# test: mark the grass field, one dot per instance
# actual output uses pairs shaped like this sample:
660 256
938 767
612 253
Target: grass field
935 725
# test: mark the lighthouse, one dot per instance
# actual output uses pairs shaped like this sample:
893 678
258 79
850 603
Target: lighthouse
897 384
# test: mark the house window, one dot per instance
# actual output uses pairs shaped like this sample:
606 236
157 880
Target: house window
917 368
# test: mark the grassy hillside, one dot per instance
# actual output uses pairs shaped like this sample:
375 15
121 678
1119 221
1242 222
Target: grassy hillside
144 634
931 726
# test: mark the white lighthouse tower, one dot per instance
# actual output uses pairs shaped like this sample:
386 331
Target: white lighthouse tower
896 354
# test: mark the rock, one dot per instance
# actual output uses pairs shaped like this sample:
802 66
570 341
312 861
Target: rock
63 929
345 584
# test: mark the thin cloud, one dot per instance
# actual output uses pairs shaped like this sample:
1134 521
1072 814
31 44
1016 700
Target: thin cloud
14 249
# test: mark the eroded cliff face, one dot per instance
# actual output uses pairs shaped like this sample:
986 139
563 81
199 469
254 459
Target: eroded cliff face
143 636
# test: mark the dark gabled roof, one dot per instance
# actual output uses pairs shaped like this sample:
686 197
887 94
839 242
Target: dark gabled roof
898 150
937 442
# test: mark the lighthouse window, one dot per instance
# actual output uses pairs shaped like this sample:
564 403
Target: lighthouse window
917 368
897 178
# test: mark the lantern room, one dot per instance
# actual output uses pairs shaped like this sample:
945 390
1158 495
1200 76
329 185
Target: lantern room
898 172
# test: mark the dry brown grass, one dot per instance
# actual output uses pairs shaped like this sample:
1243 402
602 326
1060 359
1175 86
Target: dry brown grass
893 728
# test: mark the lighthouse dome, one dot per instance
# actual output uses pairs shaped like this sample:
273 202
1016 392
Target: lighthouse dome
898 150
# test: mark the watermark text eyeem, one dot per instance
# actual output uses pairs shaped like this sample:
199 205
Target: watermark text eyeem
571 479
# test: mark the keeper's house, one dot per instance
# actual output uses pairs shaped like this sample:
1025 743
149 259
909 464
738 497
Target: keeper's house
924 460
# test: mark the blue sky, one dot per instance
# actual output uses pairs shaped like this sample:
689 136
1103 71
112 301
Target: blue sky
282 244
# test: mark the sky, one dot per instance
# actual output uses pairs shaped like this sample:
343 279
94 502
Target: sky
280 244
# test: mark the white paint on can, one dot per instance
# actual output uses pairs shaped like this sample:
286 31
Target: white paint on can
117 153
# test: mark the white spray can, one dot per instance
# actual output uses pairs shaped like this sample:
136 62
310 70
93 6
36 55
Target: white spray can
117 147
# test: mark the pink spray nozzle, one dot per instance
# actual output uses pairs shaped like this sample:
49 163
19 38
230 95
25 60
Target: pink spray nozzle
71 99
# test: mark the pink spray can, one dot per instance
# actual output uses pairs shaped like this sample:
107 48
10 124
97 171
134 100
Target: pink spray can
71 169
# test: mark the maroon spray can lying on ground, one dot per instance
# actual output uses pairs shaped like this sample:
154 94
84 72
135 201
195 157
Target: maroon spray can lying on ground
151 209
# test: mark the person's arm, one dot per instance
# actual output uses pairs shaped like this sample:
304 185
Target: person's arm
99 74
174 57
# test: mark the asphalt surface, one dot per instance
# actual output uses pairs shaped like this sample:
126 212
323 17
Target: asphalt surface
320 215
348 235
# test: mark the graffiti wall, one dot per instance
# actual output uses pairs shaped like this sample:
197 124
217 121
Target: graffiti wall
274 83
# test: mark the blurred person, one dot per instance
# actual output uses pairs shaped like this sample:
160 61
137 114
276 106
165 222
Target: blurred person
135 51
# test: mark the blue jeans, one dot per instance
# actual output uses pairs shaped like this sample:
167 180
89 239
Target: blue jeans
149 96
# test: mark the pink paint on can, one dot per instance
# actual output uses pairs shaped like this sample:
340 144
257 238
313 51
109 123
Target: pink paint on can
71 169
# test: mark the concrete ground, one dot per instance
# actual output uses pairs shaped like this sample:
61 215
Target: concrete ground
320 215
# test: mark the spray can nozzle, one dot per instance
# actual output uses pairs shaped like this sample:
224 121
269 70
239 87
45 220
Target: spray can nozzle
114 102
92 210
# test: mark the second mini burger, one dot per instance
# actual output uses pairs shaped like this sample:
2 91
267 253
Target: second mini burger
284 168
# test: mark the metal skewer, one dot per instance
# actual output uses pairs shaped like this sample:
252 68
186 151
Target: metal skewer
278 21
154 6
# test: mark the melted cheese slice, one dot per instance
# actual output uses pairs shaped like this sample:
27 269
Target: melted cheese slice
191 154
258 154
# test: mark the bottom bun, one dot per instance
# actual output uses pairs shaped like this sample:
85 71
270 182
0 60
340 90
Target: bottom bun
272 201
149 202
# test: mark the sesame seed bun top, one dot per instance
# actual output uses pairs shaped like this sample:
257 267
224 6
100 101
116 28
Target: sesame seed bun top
__________________________________________________
* _Goal_: Reproduce the data shown above exactly.

* _Exercise output_:
# test: mark the grass field, one dot per instance
# actual output uses pairs shaped like this sample:
660 256
938 767
612 253
Target: grass field
935 725
# test: mark the lighthouse, one dot per instance
# actual output uses pairs shaped like this sample:
893 678
258 79
850 603
Target: lighthouse
897 384
# test: mark the house window, one dot per instance
# actual output uses pairs shaped like this sample:
606 236
157 880
Target: house window
917 368
# test: mark the grassy hillside, one dot per instance
# actual output uses pairs shaped like this sample:
375 15
121 678
1119 221
1242 222
Target: grassy hillside
144 634
931 726
# test: mark the white lighthouse tower, one dot per instance
# actual output uses pairs shaped like this sample:
386 331
Target: white lighthouse tower
896 354
# test: mark the rock, one dot per instance
# actual output uses pairs shaped like this sample:
802 66
570 341
312 861
Target: rock
63 929
345 584
# test: mark the thin cloud, one dot per instance
# actual output uses pairs shaped like this sample:
1134 521
1072 814
31 44
1016 700
Target: thin cloud
14 249
# test: mark the eroded cliff face, one dot per instance
# actual output uses pairs shaped like this sample:
986 139
563 81
199 469
254 459
Target: eroded cliff face
143 636
# test: mark the dark gabled roof, one dot per instance
# actual output uses pairs shaped like this sample:
686 197
887 94
839 242
Target: dark gabled roof
898 150
937 442
# test: mark the lighthouse window, one dot per instance
# actual output uses pairs shaped like this sample:
564 403
Target: lighthouse window
917 368
897 178
# test: mark the lantern room, one dot per instance
# actual output uses pairs shaped like this sample:
945 390
1158 495
1200 76
329 185
Target: lantern room
898 172
# test: mark the dry brown grass, one dot per instance
# actual output uses pairs shaped like this sample:
1243 402
602 326
1060 359
1175 86
Target: dry brown grass
893 728
# test: mark the lighthouse dome, one dot per instance
# actual output uses pairs shaped like this sample:
273 202
1016 392
Target: lighthouse dome
898 150
# test: mark the watermark text eyeem, one dot per instance
# actual output uses pairs shaped like this sample:
199 205
Target: watermark text eyeem
571 479
# test: mark the keeper's house, one dot per instance
# actual output uses pairs shaped like this sample:
1025 743
149 259
909 464
738 497
Target: keeper's house
924 460
# test: mark the blue sky, one dot per instance
# actual output uses pairs shaped like this sample:
689 136
1103 71
112 301
Target: blue sky
282 244
# test: mark the sky, one dot per instance
# actual output uses pairs shaped like this sample:
343 279
94 502
Target: sky
280 244
# test: mark the white paint on can, one dot per instance
# actual output uses pairs shaped like this sample:
286 31
Target: white paint on can
117 153
# test: mark the white spray can, one dot per instance
# actual output uses pairs shaped like this sample:
136 62
310 70
93 6
36 55
Target: white spray can
117 147
# test: mark the pink spray nozzle, one dot per instance
# actual output uses pairs shaped like this sample:
49 163
19 38
230 95
25 60
Target: pink spray nozzle
71 99
# test: mark the pink spray can, one dot per instance
# actual output uses pairs shaped like this sample:
107 48
10 124
97 171
134 100
Target: pink spray can
71 169
# test: mark the maroon spray can lying on ground, one dot per instance
# actual output uses pairs shaped like this sample:
154 94
84 72
135 201
195 157
Target: maroon spray can lying on ground
151 209
# test: mark the person's arm, one dot per instance
# actual output uses pairs shaped like this sample:
304 185
Target: person's arm
99 74
174 57
# test: mark the asphalt surface, one dot per instance
# actual output uses pairs shaped like this sample:
126 212
323 17
Target: asphalt surface
320 215
348 235
# test: mark the graffiti wall, one dot per instance
# actual output uses pairs shaped like this sample:
197 124
217 121
Target: graffiti wall
274 83
# test: mark the blurred person, one dot per instance
# actual output uses pairs shaped like this sample:
160 61
137 114
276 106
165 222
Target: blurred person
135 51
# test: mark the blue jeans, one dot per instance
# actual output uses pairs shaped like this sample:
167 180
89 239
Target: blue jeans
149 96
# test: mark the pink paint on can, one dot per instance
# actual output uses pairs shaped like this sample:
340 144
257 238
313 51
109 123
Target: pink paint on can
71 169
# test: mark the concrete ground, one dot per instance
# actual output uses pairs shaped like this sample:
61 215
Target: concrete ground
320 215
# test: mark the spray can nozzle, one dot per instance
# actual output uses pairs shaped like this sample:
224 121
269 70
239 87
45 220
Target: spray can nozzle
114 102
92 210
# test: mark the second mini burger, one dot per instance
# actual output uses pairs shaped like this sample:
2 91
267 253
Target: second mini burger
284 168
# test: mark the metal skewer, one dot per instance
# actual output uses pairs shaped like this sample:
252 68
186 151
Target: metal skewer
278 21
154 6
# test: mark the melted cheese slice, one dot per instance
# actual output uses pairs shaped like this sample:
27 269
Target: melted cheese slice
191 154
258 154
# test: mark the bottom bun, one dot per instance
# actual output uses pairs shaped like this sample:
85 71
270 182
0 60
340 90
Target: bottom bun
272 201
149 202
# test: mark the sesame seed bun top, one dot per instance
# actual output uses pairs shaped like this sample:
257 267
224 6
100 101
116 28
Target: sesame seed bun top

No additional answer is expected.